====== Source document ======
More than 20,000 people, many of them disabled, poor or people of color, were forced to undergo the procedure under the state’s decades-long eugenics program.
July 11, 2021, 5:00 a.m. ET
Leonard Bisel was 15 when the state of California decided that he should not have children, threatening to lock him up and force him to do hard labor if he did not submit to sterilization.
In the middle of his operation, recalled Mr. Bisel, now 88, he woke up. “It was really painful,” he said, “and the doctor told me to shut up.”
Under the influence of a movement known as eugenics, whose supporters believed that those with physical disabilities, psychiatric disorders and other conditions were “genetically defective,” more than 60,000 people across the United States were forcibly sterilized by state-run programs throughout the 20th century.
They included more than 20,000 people over seven decades in California, under a eugenics law enacted in 1909. Almost all of the state’s procedures were performed through institutions, like the one where Mr. Bisel lived, and none were legally required to have the patient’s consent. Some of those sterilized were as young as 11.
Even after California repealed its eugenics law in 1979, it continued to sterilize women in prison, sometimes without ensuring that their consent was lawfully obtained, according to a 2014 state report that followed an exposé by the Center for Investigative Reporting.
====== Input data ======
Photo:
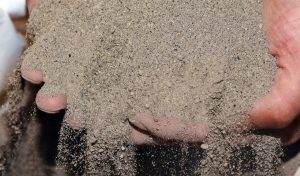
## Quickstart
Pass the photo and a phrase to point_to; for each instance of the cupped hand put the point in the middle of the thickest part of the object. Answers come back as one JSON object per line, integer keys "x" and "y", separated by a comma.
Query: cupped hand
{"x": 280, "y": 109}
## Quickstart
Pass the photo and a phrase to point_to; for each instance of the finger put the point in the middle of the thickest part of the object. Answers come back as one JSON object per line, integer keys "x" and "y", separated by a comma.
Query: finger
{"x": 139, "y": 137}
{"x": 279, "y": 108}
{"x": 171, "y": 128}
{"x": 291, "y": 134}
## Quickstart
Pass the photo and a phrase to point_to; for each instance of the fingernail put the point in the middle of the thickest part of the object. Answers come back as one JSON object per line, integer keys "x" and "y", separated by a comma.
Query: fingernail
{"x": 137, "y": 124}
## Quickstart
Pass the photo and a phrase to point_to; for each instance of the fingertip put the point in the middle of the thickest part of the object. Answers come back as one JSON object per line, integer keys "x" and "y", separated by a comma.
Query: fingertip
{"x": 51, "y": 104}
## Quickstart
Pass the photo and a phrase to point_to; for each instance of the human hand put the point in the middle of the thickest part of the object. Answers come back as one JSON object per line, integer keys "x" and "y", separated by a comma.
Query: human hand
{"x": 280, "y": 109}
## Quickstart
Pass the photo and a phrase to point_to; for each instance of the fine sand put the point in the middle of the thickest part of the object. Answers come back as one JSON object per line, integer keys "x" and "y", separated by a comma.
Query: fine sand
{"x": 196, "y": 60}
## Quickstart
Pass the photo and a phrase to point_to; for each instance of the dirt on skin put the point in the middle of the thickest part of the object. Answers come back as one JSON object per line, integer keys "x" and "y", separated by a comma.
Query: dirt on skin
{"x": 196, "y": 60}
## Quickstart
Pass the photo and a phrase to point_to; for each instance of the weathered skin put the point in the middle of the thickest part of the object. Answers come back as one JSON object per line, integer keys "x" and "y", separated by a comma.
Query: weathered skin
{"x": 280, "y": 108}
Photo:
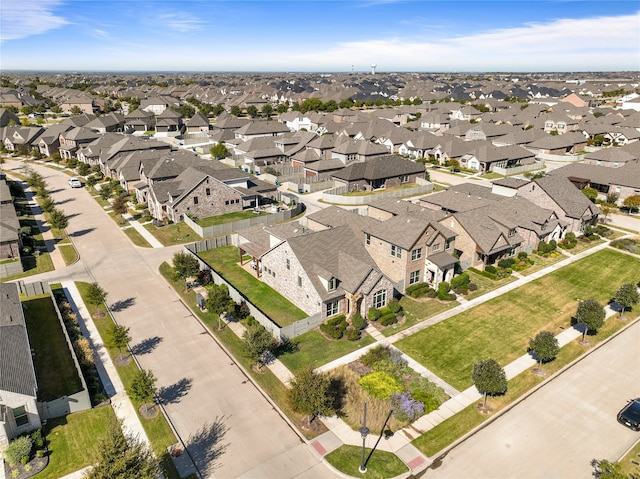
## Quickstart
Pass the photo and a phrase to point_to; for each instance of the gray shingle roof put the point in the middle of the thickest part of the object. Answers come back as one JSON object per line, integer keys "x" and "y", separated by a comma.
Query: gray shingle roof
{"x": 16, "y": 366}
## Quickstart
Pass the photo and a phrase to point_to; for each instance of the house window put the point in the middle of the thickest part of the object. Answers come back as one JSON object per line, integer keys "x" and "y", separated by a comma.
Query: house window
{"x": 380, "y": 299}
{"x": 332, "y": 308}
{"x": 20, "y": 416}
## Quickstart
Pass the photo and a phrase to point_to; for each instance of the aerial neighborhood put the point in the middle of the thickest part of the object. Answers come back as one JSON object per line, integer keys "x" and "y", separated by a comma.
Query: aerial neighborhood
{"x": 360, "y": 205}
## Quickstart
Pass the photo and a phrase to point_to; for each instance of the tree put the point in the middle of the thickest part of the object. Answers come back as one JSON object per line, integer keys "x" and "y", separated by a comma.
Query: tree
{"x": 489, "y": 378}
{"x": 591, "y": 314}
{"x": 631, "y": 203}
{"x": 123, "y": 455}
{"x": 218, "y": 151}
{"x": 95, "y": 294}
{"x": 626, "y": 296}
{"x": 544, "y": 346}
{"x": 119, "y": 337}
{"x": 143, "y": 388}
{"x": 257, "y": 341}
{"x": 252, "y": 111}
{"x": 309, "y": 393}
{"x": 184, "y": 266}
{"x": 590, "y": 193}
{"x": 58, "y": 220}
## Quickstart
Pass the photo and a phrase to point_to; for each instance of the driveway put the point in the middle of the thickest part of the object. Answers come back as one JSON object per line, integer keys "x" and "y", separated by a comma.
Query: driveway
{"x": 559, "y": 429}
{"x": 230, "y": 428}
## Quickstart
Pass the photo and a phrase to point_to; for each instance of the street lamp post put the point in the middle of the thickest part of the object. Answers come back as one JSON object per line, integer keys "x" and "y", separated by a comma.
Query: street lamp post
{"x": 364, "y": 432}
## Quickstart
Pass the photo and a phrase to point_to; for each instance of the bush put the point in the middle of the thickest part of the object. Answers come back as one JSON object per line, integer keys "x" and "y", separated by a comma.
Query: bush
{"x": 358, "y": 322}
{"x": 380, "y": 384}
{"x": 18, "y": 449}
{"x": 335, "y": 327}
{"x": 374, "y": 314}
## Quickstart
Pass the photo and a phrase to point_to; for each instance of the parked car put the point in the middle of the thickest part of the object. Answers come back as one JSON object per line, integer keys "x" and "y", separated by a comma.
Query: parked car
{"x": 630, "y": 415}
{"x": 75, "y": 182}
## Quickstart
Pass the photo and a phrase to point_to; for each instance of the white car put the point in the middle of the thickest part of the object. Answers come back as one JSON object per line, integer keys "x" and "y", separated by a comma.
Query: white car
{"x": 75, "y": 182}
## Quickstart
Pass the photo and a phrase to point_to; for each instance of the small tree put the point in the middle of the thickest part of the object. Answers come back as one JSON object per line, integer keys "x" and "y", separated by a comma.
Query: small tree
{"x": 626, "y": 296}
{"x": 119, "y": 337}
{"x": 309, "y": 394}
{"x": 58, "y": 220}
{"x": 143, "y": 388}
{"x": 123, "y": 455}
{"x": 545, "y": 346}
{"x": 96, "y": 295}
{"x": 489, "y": 378}
{"x": 257, "y": 341}
{"x": 184, "y": 266}
{"x": 591, "y": 314}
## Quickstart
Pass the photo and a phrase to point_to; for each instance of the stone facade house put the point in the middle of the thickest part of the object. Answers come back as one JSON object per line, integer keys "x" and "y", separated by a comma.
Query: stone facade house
{"x": 18, "y": 387}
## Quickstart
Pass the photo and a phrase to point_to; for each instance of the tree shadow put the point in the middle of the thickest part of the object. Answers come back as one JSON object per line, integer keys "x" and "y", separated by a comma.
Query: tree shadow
{"x": 122, "y": 304}
{"x": 81, "y": 232}
{"x": 172, "y": 394}
{"x": 146, "y": 345}
{"x": 205, "y": 446}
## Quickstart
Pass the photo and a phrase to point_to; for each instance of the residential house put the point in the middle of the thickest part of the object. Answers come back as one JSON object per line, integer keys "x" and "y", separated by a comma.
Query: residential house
{"x": 18, "y": 386}
{"x": 381, "y": 172}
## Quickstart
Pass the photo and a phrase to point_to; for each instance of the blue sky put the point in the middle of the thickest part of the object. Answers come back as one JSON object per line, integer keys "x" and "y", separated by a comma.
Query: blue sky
{"x": 319, "y": 36}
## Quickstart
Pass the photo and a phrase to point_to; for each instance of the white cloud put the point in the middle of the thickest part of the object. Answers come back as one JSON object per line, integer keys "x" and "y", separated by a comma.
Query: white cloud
{"x": 28, "y": 17}
{"x": 565, "y": 44}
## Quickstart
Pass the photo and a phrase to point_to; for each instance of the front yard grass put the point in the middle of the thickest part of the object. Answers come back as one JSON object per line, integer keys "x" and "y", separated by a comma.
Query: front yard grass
{"x": 502, "y": 327}
{"x": 453, "y": 428}
{"x": 313, "y": 349}
{"x": 225, "y": 261}
{"x": 381, "y": 465}
{"x": 53, "y": 362}
{"x": 158, "y": 430}
{"x": 73, "y": 441}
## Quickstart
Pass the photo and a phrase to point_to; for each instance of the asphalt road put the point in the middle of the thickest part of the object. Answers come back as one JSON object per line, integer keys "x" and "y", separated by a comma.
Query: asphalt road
{"x": 229, "y": 427}
{"x": 560, "y": 428}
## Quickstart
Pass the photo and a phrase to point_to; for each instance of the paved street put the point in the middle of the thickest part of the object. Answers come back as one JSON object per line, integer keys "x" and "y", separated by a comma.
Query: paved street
{"x": 539, "y": 439}
{"x": 229, "y": 427}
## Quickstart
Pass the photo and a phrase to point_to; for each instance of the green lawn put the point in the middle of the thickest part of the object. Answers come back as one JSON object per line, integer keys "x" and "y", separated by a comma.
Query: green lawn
{"x": 53, "y": 362}
{"x": 501, "y": 328}
{"x": 313, "y": 349}
{"x": 381, "y": 464}
{"x": 158, "y": 430}
{"x": 278, "y": 308}
{"x": 227, "y": 218}
{"x": 73, "y": 439}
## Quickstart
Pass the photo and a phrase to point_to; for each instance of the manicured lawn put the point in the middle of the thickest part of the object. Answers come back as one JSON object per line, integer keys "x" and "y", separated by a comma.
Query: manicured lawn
{"x": 281, "y": 311}
{"x": 55, "y": 369}
{"x": 445, "y": 433}
{"x": 73, "y": 441}
{"x": 178, "y": 233}
{"x": 227, "y": 218}
{"x": 381, "y": 464}
{"x": 501, "y": 328}
{"x": 313, "y": 349}
{"x": 69, "y": 254}
{"x": 158, "y": 430}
======
> [Work to complete] Using the text on California's forced sterilizations, explain in one to three sentences why state-run programs across the United States sterilized more than 60,000 people in the 20th century.

> [Your solution] The programs acted under the influence of the eugenics movement. Its supporters believed that people with physical disabilities, psychiatric disorders and other conditions were "genetically defective."